Please copy the data from the line that contains "Given this image, can you confirm the presence of any corrugated" through the end of the data, keeping each request word for word (including its sample coordinates). In the answers, multiply every bounding box coordinate by 1.7 and round to whole numbers, with halves rounded up.

§ **Information given**

>> BEGIN

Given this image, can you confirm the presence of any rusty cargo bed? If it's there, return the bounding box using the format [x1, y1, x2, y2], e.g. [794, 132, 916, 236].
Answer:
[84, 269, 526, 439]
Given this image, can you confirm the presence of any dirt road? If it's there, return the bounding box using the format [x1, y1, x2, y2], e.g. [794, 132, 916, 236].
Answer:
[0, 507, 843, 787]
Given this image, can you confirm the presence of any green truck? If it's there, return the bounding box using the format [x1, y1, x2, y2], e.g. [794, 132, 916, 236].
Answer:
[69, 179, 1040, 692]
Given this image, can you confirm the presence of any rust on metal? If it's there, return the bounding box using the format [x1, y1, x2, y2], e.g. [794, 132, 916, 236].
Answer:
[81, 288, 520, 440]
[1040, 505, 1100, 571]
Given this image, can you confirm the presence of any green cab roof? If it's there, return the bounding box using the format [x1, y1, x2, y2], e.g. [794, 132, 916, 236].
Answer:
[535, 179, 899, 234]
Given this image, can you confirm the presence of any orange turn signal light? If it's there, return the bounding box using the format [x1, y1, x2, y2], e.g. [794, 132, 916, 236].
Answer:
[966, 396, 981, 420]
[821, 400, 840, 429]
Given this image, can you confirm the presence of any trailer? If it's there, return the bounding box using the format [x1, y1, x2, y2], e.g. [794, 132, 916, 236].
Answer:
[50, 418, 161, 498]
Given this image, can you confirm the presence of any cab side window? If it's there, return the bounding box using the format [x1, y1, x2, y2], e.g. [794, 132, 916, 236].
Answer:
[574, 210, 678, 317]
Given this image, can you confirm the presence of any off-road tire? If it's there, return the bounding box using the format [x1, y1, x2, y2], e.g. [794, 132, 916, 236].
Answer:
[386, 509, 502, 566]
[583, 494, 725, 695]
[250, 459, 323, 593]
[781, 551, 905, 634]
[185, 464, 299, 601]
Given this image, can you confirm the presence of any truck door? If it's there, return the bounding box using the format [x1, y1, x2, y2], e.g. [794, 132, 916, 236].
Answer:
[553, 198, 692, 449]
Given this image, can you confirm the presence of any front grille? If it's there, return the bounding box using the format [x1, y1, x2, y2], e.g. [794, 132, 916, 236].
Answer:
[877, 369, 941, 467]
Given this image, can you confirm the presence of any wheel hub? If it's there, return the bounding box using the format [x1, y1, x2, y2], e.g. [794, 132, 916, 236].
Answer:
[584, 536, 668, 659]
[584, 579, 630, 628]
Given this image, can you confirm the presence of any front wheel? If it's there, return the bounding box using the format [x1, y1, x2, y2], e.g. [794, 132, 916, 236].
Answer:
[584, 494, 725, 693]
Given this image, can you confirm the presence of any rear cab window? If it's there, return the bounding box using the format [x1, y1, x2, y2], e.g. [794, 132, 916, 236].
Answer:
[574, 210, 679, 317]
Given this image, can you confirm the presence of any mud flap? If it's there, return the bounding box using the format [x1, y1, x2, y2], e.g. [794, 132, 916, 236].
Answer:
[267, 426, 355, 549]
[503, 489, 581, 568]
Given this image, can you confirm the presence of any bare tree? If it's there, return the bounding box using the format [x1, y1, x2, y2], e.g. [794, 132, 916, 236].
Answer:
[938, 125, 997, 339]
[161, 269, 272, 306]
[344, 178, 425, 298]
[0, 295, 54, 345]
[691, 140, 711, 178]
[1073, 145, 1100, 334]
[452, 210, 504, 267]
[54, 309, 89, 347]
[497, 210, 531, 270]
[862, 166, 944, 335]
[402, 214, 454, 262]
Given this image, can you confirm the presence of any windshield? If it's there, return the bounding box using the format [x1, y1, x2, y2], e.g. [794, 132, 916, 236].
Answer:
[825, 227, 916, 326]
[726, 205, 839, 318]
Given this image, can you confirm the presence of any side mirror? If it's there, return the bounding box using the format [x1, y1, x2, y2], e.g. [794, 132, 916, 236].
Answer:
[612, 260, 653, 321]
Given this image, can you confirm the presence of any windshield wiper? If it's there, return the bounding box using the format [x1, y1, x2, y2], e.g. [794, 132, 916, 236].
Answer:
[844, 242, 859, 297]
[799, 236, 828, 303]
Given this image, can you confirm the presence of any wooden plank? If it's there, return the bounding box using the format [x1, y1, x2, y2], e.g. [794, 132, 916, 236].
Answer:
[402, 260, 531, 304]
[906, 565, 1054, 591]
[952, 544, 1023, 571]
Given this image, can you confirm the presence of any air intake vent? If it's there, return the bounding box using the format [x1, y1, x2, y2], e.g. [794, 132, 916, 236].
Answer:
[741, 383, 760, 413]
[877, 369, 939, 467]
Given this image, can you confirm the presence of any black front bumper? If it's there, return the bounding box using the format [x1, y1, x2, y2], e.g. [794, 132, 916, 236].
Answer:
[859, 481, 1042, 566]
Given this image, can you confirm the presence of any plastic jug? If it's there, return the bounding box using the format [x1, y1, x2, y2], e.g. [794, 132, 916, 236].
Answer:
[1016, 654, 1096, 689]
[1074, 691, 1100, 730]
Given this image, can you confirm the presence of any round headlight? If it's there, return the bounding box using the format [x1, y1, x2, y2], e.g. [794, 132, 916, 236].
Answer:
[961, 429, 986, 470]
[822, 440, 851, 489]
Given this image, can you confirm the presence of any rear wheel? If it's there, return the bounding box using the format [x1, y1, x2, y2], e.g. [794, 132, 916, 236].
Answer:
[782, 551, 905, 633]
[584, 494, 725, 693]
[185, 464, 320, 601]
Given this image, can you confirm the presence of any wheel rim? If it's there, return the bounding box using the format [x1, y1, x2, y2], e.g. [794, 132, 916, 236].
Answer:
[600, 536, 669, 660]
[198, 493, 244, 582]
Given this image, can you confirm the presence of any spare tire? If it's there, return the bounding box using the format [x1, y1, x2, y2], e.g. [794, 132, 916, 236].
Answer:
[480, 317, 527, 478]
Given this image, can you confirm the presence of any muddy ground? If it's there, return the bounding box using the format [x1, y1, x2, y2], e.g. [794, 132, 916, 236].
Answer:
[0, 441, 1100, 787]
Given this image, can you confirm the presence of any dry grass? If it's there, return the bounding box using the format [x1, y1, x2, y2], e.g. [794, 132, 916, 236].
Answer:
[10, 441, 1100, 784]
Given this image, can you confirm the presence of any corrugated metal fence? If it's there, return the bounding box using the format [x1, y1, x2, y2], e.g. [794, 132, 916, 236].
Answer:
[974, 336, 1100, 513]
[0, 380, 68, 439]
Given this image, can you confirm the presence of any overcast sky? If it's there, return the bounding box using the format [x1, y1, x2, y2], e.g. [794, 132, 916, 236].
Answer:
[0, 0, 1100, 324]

>> END

§ **Answer to the exercise**
Given this image, can you confirm the presence of any corrugated metal fence? If it's there, return the bounding box using the format [x1, y1, x2, y2], e.g. [794, 132, 916, 236].
Answer:
[1656, 571, 1870, 872]
[0, 646, 116, 746]
Given this image, can you confirm the presence of any overcast sky? If it's there, return the bounding box using the format [x1, y1, x2, y2], e.g. [794, 132, 916, 236].
Answer:
[0, 0, 1870, 551]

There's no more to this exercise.